- _EXERCISE DETAILS_:
The entries below should be output exactly as written.

— start of MATERIAL SHOWN —

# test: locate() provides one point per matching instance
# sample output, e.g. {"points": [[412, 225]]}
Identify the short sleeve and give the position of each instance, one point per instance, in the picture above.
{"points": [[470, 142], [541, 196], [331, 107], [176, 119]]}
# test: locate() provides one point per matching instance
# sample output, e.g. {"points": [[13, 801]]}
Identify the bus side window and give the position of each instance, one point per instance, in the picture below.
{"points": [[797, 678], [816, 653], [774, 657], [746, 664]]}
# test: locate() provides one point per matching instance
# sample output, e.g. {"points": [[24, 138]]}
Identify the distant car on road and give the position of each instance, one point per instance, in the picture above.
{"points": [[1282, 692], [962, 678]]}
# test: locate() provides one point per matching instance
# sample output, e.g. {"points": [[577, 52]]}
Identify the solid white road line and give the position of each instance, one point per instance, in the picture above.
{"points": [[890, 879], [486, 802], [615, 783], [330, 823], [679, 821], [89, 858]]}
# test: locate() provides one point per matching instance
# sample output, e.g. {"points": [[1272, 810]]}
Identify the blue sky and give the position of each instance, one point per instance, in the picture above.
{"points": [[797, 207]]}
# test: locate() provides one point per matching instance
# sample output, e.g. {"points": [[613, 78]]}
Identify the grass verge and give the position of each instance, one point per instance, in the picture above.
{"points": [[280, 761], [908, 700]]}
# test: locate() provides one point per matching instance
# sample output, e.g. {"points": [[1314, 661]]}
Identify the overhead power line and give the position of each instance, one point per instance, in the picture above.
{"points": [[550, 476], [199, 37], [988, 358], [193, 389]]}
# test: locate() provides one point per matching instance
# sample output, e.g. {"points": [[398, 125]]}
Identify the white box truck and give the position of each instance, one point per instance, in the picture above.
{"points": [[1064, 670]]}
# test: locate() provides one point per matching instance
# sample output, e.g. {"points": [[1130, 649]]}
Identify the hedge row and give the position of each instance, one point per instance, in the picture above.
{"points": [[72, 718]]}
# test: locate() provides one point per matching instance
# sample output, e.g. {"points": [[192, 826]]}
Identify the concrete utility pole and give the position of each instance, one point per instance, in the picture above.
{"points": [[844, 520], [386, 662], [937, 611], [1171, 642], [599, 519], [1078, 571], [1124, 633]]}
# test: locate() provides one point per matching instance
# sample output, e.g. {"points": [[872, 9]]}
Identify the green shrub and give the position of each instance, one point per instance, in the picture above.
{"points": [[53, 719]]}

— end of MATERIAL SHOWN —

- _TASK ANSWER_:
# test: locate() provides one point per matching instance
# sample output, e.g. {"points": [[412, 225]]}
Identify the short sleeve and give the position of each instance, one point per instance, in the picture above.
{"points": [[470, 142], [541, 196], [331, 107], [176, 119]]}
# test: locate() provides one point per matching instance
# sample output, e.g. {"points": [[13, 801]]}
Identify the bus side window and give the position of each instance, one point per instance, in the picture below.
{"points": [[797, 678], [816, 653], [774, 657], [746, 664]]}
# test: locate() provides one point per matching instance
# sample output, e.g. {"points": [[24, 138]]}
Identify the distant car on road and give the position of each instance, one point per instance, in the picture above.
{"points": [[1282, 692], [962, 678]]}
# test: locate() provides one point per matching instance
# sample output, e.g. {"points": [[577, 52]]}
Identify the solid white road line and give the position of each instance, one point per instance, in the picture above.
{"points": [[890, 879], [486, 802], [615, 783], [330, 823], [679, 821], [89, 858]]}
# test: locate() provides one point per matching instance
# sample output, e.g. {"points": [[1272, 810]]}
Identify the blue sky and give the position of each instance, one point per instance, in the picture above.
{"points": [[797, 207]]}
# test: locate() provides one point per matching instance
# sample output, e.g. {"points": [[613, 78]]}
Identify the grass verge and give the position of each instance, one point per instance, in the picture above.
{"points": [[280, 761], [908, 700]]}
# test: locate() provides one point per matching instance
# sample output, e.g. {"points": [[1314, 661]]}
Identify the overhead power line and give the position of each instance, one point per instance, in the picture above.
{"points": [[550, 476], [199, 37], [988, 358], [193, 389]]}
# test: locate() provides one point per matching instance
# sample output, e.g. {"points": [[398, 125]]}
Identify the white box truck and give the position of each instance, one point per instance, in the picture above.
{"points": [[1064, 670]]}
# test: locate() provides one point per matching instance
# sample output, e.g. {"points": [[1130, 649]]}
Identify the hedge row and give the position of each instance, one point per instance, in the picture above.
{"points": [[72, 718]]}
# test: locate() provides one point per matching instance
# sample output, e.g. {"points": [[192, 826]]}
Identify the concrete utility pole and give the position of each instance, one point per instance, in the picture above.
{"points": [[844, 520], [386, 662], [937, 611], [1171, 642], [599, 519], [1078, 571], [1124, 633]]}
# test: locate() provides one point per matching instance
# sample output, e.g. {"points": [[872, 9]]}
Identify the green shrub and give the position of each instance, one point per instance, in the picture above.
{"points": [[53, 719]]}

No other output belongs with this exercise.